━━━━━ INPUT DATA

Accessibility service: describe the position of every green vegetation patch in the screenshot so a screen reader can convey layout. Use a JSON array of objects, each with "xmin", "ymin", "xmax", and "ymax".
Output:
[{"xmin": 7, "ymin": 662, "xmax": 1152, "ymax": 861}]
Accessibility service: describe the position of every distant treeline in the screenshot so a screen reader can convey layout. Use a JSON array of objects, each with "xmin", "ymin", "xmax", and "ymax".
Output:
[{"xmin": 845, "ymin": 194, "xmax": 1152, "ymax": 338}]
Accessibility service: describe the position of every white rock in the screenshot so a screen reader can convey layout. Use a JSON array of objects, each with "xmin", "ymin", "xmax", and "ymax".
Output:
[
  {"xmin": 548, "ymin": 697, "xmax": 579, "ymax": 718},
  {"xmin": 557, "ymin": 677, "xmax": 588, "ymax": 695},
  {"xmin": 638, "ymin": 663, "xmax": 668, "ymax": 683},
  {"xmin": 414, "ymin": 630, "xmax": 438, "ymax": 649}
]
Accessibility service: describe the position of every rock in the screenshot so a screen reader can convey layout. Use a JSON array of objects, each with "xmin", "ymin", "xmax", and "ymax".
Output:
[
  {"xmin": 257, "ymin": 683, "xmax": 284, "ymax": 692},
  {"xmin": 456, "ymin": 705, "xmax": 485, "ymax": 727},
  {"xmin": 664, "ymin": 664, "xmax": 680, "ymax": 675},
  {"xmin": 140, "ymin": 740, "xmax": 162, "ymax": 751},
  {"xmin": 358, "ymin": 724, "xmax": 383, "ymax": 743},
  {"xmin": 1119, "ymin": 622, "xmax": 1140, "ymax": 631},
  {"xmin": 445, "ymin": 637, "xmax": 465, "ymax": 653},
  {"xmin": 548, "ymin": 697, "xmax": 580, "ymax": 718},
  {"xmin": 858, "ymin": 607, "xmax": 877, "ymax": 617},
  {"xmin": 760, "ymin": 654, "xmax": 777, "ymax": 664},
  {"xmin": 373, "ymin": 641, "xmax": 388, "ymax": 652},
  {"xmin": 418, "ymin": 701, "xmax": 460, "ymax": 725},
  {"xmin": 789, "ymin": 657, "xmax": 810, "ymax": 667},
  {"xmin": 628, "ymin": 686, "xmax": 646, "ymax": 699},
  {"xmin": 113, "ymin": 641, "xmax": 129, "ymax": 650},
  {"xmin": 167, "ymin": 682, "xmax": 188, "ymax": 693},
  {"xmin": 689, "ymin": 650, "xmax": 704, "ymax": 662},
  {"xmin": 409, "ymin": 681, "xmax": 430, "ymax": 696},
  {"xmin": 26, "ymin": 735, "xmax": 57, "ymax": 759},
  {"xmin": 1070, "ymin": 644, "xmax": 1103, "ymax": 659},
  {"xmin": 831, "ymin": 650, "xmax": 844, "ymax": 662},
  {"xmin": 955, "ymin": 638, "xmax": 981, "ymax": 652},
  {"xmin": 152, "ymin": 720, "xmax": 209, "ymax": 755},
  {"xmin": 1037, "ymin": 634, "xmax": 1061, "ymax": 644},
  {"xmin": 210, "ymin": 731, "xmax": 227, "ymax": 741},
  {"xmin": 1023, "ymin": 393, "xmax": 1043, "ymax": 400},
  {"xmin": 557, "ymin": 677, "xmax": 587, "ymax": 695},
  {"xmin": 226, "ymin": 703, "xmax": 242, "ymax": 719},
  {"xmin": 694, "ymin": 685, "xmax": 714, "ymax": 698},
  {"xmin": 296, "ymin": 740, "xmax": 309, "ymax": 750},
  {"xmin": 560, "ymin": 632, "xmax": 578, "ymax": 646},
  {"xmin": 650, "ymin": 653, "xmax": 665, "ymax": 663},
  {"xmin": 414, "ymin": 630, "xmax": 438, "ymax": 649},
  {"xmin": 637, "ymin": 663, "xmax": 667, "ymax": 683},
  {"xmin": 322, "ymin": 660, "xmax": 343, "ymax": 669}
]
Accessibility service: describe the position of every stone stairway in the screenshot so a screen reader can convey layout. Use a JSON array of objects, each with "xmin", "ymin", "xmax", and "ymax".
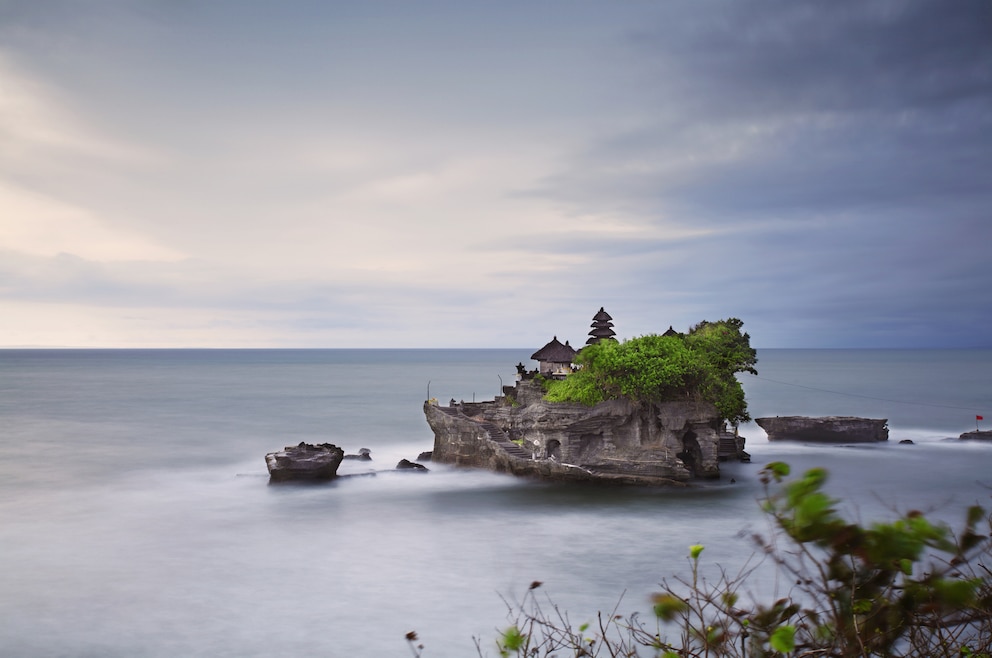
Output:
[
  {"xmin": 717, "ymin": 431, "xmax": 749, "ymax": 462},
  {"xmin": 434, "ymin": 405, "xmax": 530, "ymax": 460},
  {"xmin": 479, "ymin": 421, "xmax": 531, "ymax": 459}
]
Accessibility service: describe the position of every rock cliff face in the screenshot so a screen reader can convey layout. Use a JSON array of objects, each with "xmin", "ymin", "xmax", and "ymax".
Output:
[
  {"xmin": 755, "ymin": 416, "xmax": 888, "ymax": 443},
  {"xmin": 424, "ymin": 380, "xmax": 737, "ymax": 485}
]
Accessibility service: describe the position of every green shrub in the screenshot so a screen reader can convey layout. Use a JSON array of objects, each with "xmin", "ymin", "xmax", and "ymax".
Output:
[
  {"xmin": 446, "ymin": 463, "xmax": 992, "ymax": 657},
  {"xmin": 543, "ymin": 318, "xmax": 757, "ymax": 424}
]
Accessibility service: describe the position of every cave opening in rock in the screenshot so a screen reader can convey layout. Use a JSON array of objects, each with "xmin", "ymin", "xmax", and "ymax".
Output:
[
  {"xmin": 677, "ymin": 431, "xmax": 702, "ymax": 476},
  {"xmin": 546, "ymin": 439, "xmax": 561, "ymax": 461}
]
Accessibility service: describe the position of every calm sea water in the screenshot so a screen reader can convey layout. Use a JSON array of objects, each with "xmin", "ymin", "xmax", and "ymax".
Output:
[{"xmin": 1, "ymin": 349, "xmax": 990, "ymax": 657}]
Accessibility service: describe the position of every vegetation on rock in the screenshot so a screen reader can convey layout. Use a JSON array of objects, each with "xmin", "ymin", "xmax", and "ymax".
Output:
[{"xmin": 543, "ymin": 318, "xmax": 757, "ymax": 424}]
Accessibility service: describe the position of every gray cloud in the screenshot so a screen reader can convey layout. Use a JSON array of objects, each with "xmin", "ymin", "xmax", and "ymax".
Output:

━━━━━━━━━━

The data above should be restated exactly, with its images dropped.

Accessibility service: describe the position of every green vegetation patch in the screenshot so a screen reader can convey layout. Use a JSON array of objects, each with "xmin", "ymin", "xmax", and "ymax".
Output:
[{"xmin": 7, "ymin": 662, "xmax": 1152, "ymax": 861}]
Accessibility service: describe the position of every distant treeline in the screenshot so a screen reader can convey layout. Use a JSON array of objects, each with "xmin", "ymin", "xmax", and "ymax".
Output:
[{"xmin": 845, "ymin": 194, "xmax": 1152, "ymax": 338}]
Accessibility service: describe the position of every white rock in the screenshot so a screen reader can convey layout. Use a JSON array of objects, each with "xmin", "ymin", "xmax", and "ymax".
Output:
[
  {"xmin": 548, "ymin": 697, "xmax": 579, "ymax": 718},
  {"xmin": 557, "ymin": 677, "xmax": 588, "ymax": 695},
  {"xmin": 638, "ymin": 663, "xmax": 668, "ymax": 683},
  {"xmin": 414, "ymin": 630, "xmax": 438, "ymax": 649}
]
Accessibility service: describe the position of every rock in the screenshot so a screen reader can convey layout. Use a JSON array of objects, each with "xmin", "ymin", "xmax", and "ymax".
Output:
[
  {"xmin": 257, "ymin": 683, "xmax": 284, "ymax": 692},
  {"xmin": 456, "ymin": 705, "xmax": 485, "ymax": 727},
  {"xmin": 664, "ymin": 664, "xmax": 680, "ymax": 675},
  {"xmin": 140, "ymin": 740, "xmax": 162, "ymax": 751},
  {"xmin": 358, "ymin": 724, "xmax": 383, "ymax": 743},
  {"xmin": 1119, "ymin": 622, "xmax": 1140, "ymax": 631},
  {"xmin": 445, "ymin": 637, "xmax": 465, "ymax": 653},
  {"xmin": 548, "ymin": 697, "xmax": 580, "ymax": 718},
  {"xmin": 858, "ymin": 607, "xmax": 877, "ymax": 617},
  {"xmin": 760, "ymin": 654, "xmax": 777, "ymax": 664},
  {"xmin": 373, "ymin": 641, "xmax": 388, "ymax": 652},
  {"xmin": 418, "ymin": 701, "xmax": 460, "ymax": 725},
  {"xmin": 789, "ymin": 657, "xmax": 810, "ymax": 667},
  {"xmin": 628, "ymin": 686, "xmax": 646, "ymax": 699},
  {"xmin": 113, "ymin": 641, "xmax": 129, "ymax": 650},
  {"xmin": 167, "ymin": 682, "xmax": 188, "ymax": 693},
  {"xmin": 689, "ymin": 650, "xmax": 704, "ymax": 662},
  {"xmin": 409, "ymin": 681, "xmax": 430, "ymax": 696},
  {"xmin": 26, "ymin": 735, "xmax": 57, "ymax": 759},
  {"xmin": 1070, "ymin": 644, "xmax": 1103, "ymax": 659},
  {"xmin": 831, "ymin": 650, "xmax": 844, "ymax": 662},
  {"xmin": 955, "ymin": 638, "xmax": 981, "ymax": 652},
  {"xmin": 152, "ymin": 720, "xmax": 209, "ymax": 755},
  {"xmin": 1037, "ymin": 634, "xmax": 1061, "ymax": 644},
  {"xmin": 210, "ymin": 731, "xmax": 227, "ymax": 741},
  {"xmin": 1023, "ymin": 393, "xmax": 1043, "ymax": 400},
  {"xmin": 557, "ymin": 677, "xmax": 587, "ymax": 695},
  {"xmin": 226, "ymin": 703, "xmax": 242, "ymax": 719},
  {"xmin": 694, "ymin": 685, "xmax": 714, "ymax": 698},
  {"xmin": 296, "ymin": 740, "xmax": 309, "ymax": 750},
  {"xmin": 560, "ymin": 632, "xmax": 578, "ymax": 646},
  {"xmin": 650, "ymin": 653, "xmax": 665, "ymax": 663},
  {"xmin": 414, "ymin": 630, "xmax": 438, "ymax": 649},
  {"xmin": 637, "ymin": 663, "xmax": 667, "ymax": 683},
  {"xmin": 322, "ymin": 660, "xmax": 343, "ymax": 669}
]
Accessibility service: describe the position of every stone stairway in the screenshot so a screen reader can convey layout. Use a JSON array of objects, each with "xmin", "ymin", "xmax", and "ymax".
Output:
[
  {"xmin": 717, "ymin": 431, "xmax": 749, "ymax": 462},
  {"xmin": 434, "ymin": 405, "xmax": 530, "ymax": 460},
  {"xmin": 479, "ymin": 421, "xmax": 531, "ymax": 459}
]
Accessibility service: describe the position of every rock cliff face in the screenshot so a screen reader can convey layout. Use a JSON array of objects, each with "xmin", "ymin", "xmax", and "ymax".
Output:
[
  {"xmin": 755, "ymin": 416, "xmax": 888, "ymax": 443},
  {"xmin": 424, "ymin": 380, "xmax": 737, "ymax": 485}
]
Accessibility service: describe the position of every green shrub in the screenshot so a screen reader can convey layout. Use a JSON array of objects, each with "xmin", "ymin", "xmax", and "ymax".
Output:
[
  {"xmin": 446, "ymin": 463, "xmax": 992, "ymax": 657},
  {"xmin": 543, "ymin": 318, "xmax": 757, "ymax": 424}
]
Accessibility service: describe the position of every cave opening in rock in the screenshot so a screen reader can convey layout. Use a JSON array of objects, each with "xmin", "ymin", "xmax", and "ymax".
Output:
[
  {"xmin": 677, "ymin": 431, "xmax": 702, "ymax": 476},
  {"xmin": 546, "ymin": 439, "xmax": 561, "ymax": 461}
]
Accessibility service: describe the position of every calm sea water in the screenshot so a screen reader can convey layout. Use a JSON array of objects, each with "xmin", "ymin", "xmax", and "ymax".
Output:
[{"xmin": 1, "ymin": 349, "xmax": 990, "ymax": 657}]
Accessibility service: describe the position of every vegetation on rock in the screenshot so a screen reader can convey layout. Use a JSON array of objects, each with "xmin", "ymin", "xmax", and "ymax".
Output:
[{"xmin": 543, "ymin": 318, "xmax": 757, "ymax": 424}]
Accessibility service: describe the position of every gray cloud in the screenshot so a screen reader can convey layout. Use a JSON array of objects, each with "xmin", "ymin", "xmax", and "ymax".
Output:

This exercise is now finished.